╭─ Trecho selecionado

Competição da Fifa tem aquele ar de fair-play. Troca de abraços, de camisas, aplausos aos jogadores do país adversário… Mas um Brasil x Itália, felizmente, ainda tem traços do mais puro futebol. Tecnicamente não. Mas na disposição, no suor e no sangue quente característico dos italianos, a vitória brasileira por 4 a 2 honrou a tradição.
E a galeria de personagens do clássico que já tinha Paolo Rossi, Taffarel, Roberto Baggio, entre tantos outros, ganhou mais alguns: Neymar, Fred, Chiellini, e até um cidadão do Uzbequistão. Mas o principal foi Fred, autor de dois gols, que, enfim, "estreou" na Copa das Confederações e foi decisivo para o triunfo brasileiro.
Neymar ajudou a decidir um dos principais clássicos do futebol mundial, entre os maiores vencedores de Copas do Mundo. E com nova obra em seu repertório já vasto na Seleção, uma cobrança de falta certeira, que fez o legendário Buffon ficar pregado no chão.
Ele também irritou e foi irritado. Fez e sofreu faltas. Virou alvo preferido dos italianos, e foi duro num lance que tirou Abate da partida. Não foi seu melhor jogo, mas foi diferente. Cascudo, grande, histórico, como sempre é quando Brasil e Itália se enfrentam. Ele também chegou a três gols na Copa das Confederações: um por jogo na primeira fase.
Tudo isso até ser substituído por Bernard, aquele por quem Felipão estava vesgo de vontade de ver em campo. E viu. Assim como viu a estrela de Dante e os primeiros gols das chuteiras cor-de-rosa de Fred. O técnico viu também a classe de Balotelli no passe para Giaccherini, o sangue fervendo na luta pelo empate, sangue que corre nas veias Scolari, e o confuso árbitro Rashvan Irmatov se perder entre dar um pênalti e confirmar um gol.

╰─

→ **Requisitos do exercício**:
1. Segundo o texto sobre o jogo entre Brasil e Itália, qual foi o placar da vitória brasileira?
2. Escreva a continuação do texto sobre o jogo entre Brasil e Itália a partir da última frase apresentada.

╭─ Material coletado

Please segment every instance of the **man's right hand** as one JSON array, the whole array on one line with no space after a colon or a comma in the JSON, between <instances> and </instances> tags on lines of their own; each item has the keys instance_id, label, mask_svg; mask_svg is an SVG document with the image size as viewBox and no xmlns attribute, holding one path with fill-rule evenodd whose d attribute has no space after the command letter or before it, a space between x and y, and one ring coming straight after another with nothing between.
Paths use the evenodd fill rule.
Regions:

╰─

→ **Respostas às tarefas**:
1. O Brasil venceu por 4 a 2.

2.
Com tantos ingredientes, nove títulos mundiais em campo, o futebol e o povo de Salvador agradecem. Primeiro do grupo, o Brasil vai enfrentar possivelmente o Uruguai na semifinal em Belo Horizonte. Basta que a Celeste vença o Taiti. Já em Fortaleza, a Itália deverá ser a rival da Espanha, que precisa vencer a Nigéria para confirmar a liderança.
Calmaria baiana x sangue quente italiano
Vinte e uma faltas, finalizações, três lesionados e um gol. Terminou assim o primeiro tempo de Brasil e Itália, para quem duvidava que nenhum clássico do futebol mundial resiste ao fair-play exacerbado. Prova também de que as aparências enganam. Em 56 segundos (segundos!), a Seleção massacrou os visitantes a ponto de criar três chances, a maior delas num chute de Hulk espalmado por Buffon.
Depois, o sangue ferveu! Dos dois lados. Balotelli, mesmo adversário, foi aplaudido antes de o jogo começar. Bateu palmas para o público, bateu papo com os brasileiros… Mas com a bola rolando levou duas entradas por trás de David Luiz, que recebeu o amarelo.
A vingança teve tons de crueldade. O zagueiro se lesionou, caiu, teve de ser substituído. Ao devolver a bola, Balo foi maroto. Aquele fair-play “mezzo a mezzo”. Chutou a bola fraca, mas alta, pingando, em direção ao peito de Julio César.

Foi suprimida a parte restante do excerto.